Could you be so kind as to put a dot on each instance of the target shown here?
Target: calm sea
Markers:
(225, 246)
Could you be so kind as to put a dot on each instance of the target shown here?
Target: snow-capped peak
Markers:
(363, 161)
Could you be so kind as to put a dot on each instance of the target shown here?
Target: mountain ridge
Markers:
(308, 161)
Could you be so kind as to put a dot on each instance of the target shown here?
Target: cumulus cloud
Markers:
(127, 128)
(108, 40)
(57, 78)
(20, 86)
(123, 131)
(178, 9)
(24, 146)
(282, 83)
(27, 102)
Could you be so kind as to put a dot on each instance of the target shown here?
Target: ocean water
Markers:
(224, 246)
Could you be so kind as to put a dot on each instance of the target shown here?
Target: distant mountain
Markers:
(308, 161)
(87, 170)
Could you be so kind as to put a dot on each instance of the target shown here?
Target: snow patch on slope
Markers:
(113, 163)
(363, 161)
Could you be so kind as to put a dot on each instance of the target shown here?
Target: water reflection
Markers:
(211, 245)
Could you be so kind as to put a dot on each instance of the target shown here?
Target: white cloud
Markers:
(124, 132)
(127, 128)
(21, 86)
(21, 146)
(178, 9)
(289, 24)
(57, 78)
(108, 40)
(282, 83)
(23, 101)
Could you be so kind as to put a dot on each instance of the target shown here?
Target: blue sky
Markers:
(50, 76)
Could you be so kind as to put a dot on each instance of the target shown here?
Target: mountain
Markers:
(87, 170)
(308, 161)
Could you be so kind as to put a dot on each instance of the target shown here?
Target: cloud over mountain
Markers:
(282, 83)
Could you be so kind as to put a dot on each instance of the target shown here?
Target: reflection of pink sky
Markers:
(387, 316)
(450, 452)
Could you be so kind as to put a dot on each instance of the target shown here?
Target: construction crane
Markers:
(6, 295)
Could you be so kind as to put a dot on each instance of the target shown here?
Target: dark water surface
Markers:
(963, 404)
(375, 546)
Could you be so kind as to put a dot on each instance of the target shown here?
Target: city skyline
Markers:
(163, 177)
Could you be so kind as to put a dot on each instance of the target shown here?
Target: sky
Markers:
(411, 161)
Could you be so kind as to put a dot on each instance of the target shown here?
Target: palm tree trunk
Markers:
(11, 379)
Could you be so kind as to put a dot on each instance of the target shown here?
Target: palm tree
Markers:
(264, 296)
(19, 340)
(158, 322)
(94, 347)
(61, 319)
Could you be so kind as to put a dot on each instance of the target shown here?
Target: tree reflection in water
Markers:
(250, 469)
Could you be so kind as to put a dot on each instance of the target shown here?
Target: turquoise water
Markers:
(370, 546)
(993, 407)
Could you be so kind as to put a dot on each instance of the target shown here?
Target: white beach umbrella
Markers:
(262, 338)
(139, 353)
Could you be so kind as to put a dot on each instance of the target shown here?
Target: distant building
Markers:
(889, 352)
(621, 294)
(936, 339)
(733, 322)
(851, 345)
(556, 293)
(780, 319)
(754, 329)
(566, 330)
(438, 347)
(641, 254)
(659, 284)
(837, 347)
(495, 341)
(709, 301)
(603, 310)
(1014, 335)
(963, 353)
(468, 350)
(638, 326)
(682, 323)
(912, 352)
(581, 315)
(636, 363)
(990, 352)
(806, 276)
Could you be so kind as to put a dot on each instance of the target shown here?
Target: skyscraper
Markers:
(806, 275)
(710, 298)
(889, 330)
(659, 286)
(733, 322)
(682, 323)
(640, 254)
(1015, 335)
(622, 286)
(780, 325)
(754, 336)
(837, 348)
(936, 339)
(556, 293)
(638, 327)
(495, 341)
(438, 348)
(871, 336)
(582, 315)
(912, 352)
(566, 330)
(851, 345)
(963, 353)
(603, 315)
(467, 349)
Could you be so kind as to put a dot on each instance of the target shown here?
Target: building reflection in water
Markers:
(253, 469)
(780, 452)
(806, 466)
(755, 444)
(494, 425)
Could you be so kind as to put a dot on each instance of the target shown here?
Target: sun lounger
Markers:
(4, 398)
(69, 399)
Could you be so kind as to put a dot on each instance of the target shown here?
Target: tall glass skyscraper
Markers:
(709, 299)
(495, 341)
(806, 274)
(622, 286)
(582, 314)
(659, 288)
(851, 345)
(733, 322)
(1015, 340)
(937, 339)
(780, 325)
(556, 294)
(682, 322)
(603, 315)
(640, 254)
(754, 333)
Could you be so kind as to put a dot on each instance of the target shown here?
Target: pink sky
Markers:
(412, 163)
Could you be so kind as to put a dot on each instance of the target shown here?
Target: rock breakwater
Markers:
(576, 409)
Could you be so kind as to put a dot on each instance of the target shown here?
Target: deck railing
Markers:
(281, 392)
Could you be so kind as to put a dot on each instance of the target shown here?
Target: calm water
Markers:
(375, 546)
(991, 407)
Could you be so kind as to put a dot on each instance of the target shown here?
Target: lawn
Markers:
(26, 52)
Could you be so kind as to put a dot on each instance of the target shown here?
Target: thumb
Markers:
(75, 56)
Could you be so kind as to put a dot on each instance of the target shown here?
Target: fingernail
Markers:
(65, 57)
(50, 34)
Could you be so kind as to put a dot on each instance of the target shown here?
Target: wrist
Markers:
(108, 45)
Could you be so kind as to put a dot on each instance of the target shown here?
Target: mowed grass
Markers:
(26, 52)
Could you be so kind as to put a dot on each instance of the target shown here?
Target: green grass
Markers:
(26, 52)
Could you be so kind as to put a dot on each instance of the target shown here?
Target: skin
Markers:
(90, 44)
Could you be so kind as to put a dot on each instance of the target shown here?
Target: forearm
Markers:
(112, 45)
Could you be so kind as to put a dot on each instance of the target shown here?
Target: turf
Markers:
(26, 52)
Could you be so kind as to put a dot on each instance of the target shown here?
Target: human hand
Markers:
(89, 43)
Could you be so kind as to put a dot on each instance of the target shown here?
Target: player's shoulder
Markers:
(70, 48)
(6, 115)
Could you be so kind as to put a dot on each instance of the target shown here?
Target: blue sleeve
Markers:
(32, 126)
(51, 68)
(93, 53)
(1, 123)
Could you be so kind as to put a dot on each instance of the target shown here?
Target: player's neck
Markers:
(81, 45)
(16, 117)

• [SET TASK]
Recopy all the lines exactly as they appear.

• [EXERCISE SOLUTION]
Could you be so kind as to put a dot on each instance of the target shown here?
Target: calm sea
Markers:
(225, 246)
Could you be so kind as to put a dot on each instance of the target shown here?
Target: snow-capped peak
Markers:
(363, 161)
Could you be so kind as to put a dot on each instance of the target shown here?
Target: mountain ridge
Markers:
(308, 161)
Could you be so kind as to put a dot on each instance of the target shown here?
Target: cumulus cloud
Markers:
(127, 128)
(108, 40)
(57, 78)
(20, 86)
(123, 131)
(178, 9)
(24, 146)
(282, 83)
(27, 102)
Could you be so kind as to put a dot on each instance of the target shown here?
Target: ocean water
Markers:
(224, 246)
Could you be so kind as to put a dot on each instance of the target shown here?
Target: distant mountain
Markers:
(308, 161)
(87, 170)
Could you be so kind as to put a dot on each instance of the target shown here?
Target: snow patch on slope
Markers:
(113, 163)
(363, 161)
Could you be so kind as to put a dot on each instance of the target shown here?
Target: water reflection
Markers:
(211, 245)
Could you be so kind as to put a dot on each instance of the target shown here?
Target: white cloud
Markers:
(124, 132)
(127, 128)
(21, 86)
(21, 146)
(178, 9)
(289, 24)
(57, 78)
(108, 40)
(282, 83)
(23, 101)
Could you be so kind as to put a dot on each instance of the target shown here?
Target: blue sky
Markers:
(50, 76)
Could you be so kind as to put a dot on each instance of the target shown here?
Target: mountain
Markers:
(87, 170)
(308, 161)
Could you be so kind as to put a dot on each instance of the target shown here?
Target: cloud over mountain
Markers:
(282, 83)
Could you be so kind as to put a dot on each instance of the target shown here?
Target: reflection of pink sky
Markers:
(387, 316)
(450, 452)
Could you be so kind as to put a dot on each instance of the target shown here?
Target: construction crane
Markers:
(6, 295)
Could you be so kind as to put a dot on each instance of the target shown here?
Target: dark water surface
Markers:
(963, 404)
(375, 546)
Could you be so kind as to put a dot on each instance of the target shown here?
Target: city skyline
Markers:
(163, 177)
Could you be so kind as to put a dot on each instance of the target shown here?
Target: sky
Markers:
(411, 161)
Could you be so kind as to put a dot on each instance of the target shown here?
Target: palm tree trunk
Markers:
(11, 379)
Could you be so kind as to put a dot on each instance of the target shown here?
Target: palm tree
Markers:
(264, 296)
(19, 340)
(158, 322)
(94, 347)
(61, 319)
Could you be so kind as to put a dot on each instance of the target shown here?
Target: tree reflection in water
Markers:
(250, 469)
Could you be so kind as to put a dot on each instance of the target shown here?
Target: turquoise water
Markers:
(370, 546)
(993, 407)
Could you be so kind as to put a dot on each instance of the target shown here?
Target: white beach umbrella
Markers:
(262, 338)
(139, 353)
Could you be so kind as to put a dot on each instance of the target shown here?
Target: distant building
Markers:
(889, 352)
(621, 294)
(936, 339)
(733, 322)
(851, 345)
(556, 293)
(780, 319)
(754, 329)
(566, 330)
(438, 347)
(641, 254)
(659, 284)
(837, 347)
(495, 341)
(709, 301)
(603, 310)
(1014, 335)
(963, 353)
(468, 350)
(638, 326)
(682, 323)
(912, 352)
(581, 315)
(636, 363)
(990, 352)
(806, 276)
Could you be so kind as to put a dot on each instance of the target shown here?
Target: skyscraper
Markers:
(806, 275)
(710, 298)
(889, 330)
(659, 286)
(733, 322)
(682, 323)
(640, 254)
(1015, 335)
(622, 286)
(780, 325)
(754, 336)
(837, 348)
(936, 339)
(556, 293)
(638, 327)
(495, 341)
(438, 348)
(871, 336)
(582, 315)
(912, 352)
(566, 330)
(851, 345)
(963, 353)
(603, 315)
(467, 349)
Could you be so kind as to put a dot on each instance of the target shown here?
Target: building reflection in water
Markers:
(253, 469)
(780, 452)
(806, 466)
(755, 444)
(494, 425)
Could you be so kind as to put a dot on each instance of the target shown here?
Target: sun lounger
Markers:
(4, 398)
(69, 399)
Could you be so kind as to put a dot on each instance of the target shown here?
Target: tall glass skyscraper
Markers:
(709, 299)
(495, 341)
(806, 274)
(622, 286)
(582, 314)
(659, 288)
(851, 345)
(733, 322)
(1015, 340)
(937, 339)
(780, 325)
(556, 294)
(682, 322)
(603, 315)
(640, 254)
(754, 333)
Could you be so kind as to put a dot on each instance of the target shown here?
Target: pink sky
Markers:
(412, 163)
Could you be so kind as to put a dot on each instance of the target shown here?
Target: rock breakwater
Markers:
(576, 409)
Could you be so kind as to put a dot on each instance of the target shown here?
Target: deck railing
Markers:
(281, 392)
Could you be so kind as to put a dot on each instance of the target shown here?
Target: calm water
Markers:
(375, 546)
(991, 407)
Could you be so kind as to put a dot on each instance of the target shown here?
Target: lawn
Markers:
(26, 52)
Could you be so kind as to put a dot on each instance of the target shown here?
Target: thumb
Markers:
(75, 56)
Could you be so kind as to put a dot on each instance of the target shown here?
Target: fingernail
Markers:
(65, 57)
(50, 34)
Could you be so kind as to put a dot on each instance of the target shown here?
Target: wrist
Markers:
(108, 45)
Could you be so kind as to put a dot on each instance of the target shown here?
Target: mowed grass
Markers:
(26, 52)
Could you be so kind as to put a dot on each instance of the target shown here?
Target: green grass
Markers:
(26, 52)
Could you be so kind as to put a dot on each instance of the target shown here?
Target: skin
Markers:
(90, 44)
Could you be so kind as to put a dot on each instance of the target shown here?
Target: forearm
Markers:
(112, 45)
Could you be so kind as to put a dot on each instance of the target shown here?
Target: turf
Markers:
(26, 52)
Could you be so kind as to put a dot on each instance of the target shown here?
Target: human hand
Markers:
(89, 43)
Could you be so kind as to put a dot on each instance of the target shown here?
Target: player's shoulder
Markers:
(70, 48)
(6, 115)
Could you be so kind as to put a dot on each instance of the target shown here?
Target: blue sleeve
Markers:
(32, 126)
(51, 68)
(93, 53)
(1, 123)
Could you be so kind as to put a dot on each instance of the target shown here?
Target: player's neck
Markers:
(81, 45)
(16, 117)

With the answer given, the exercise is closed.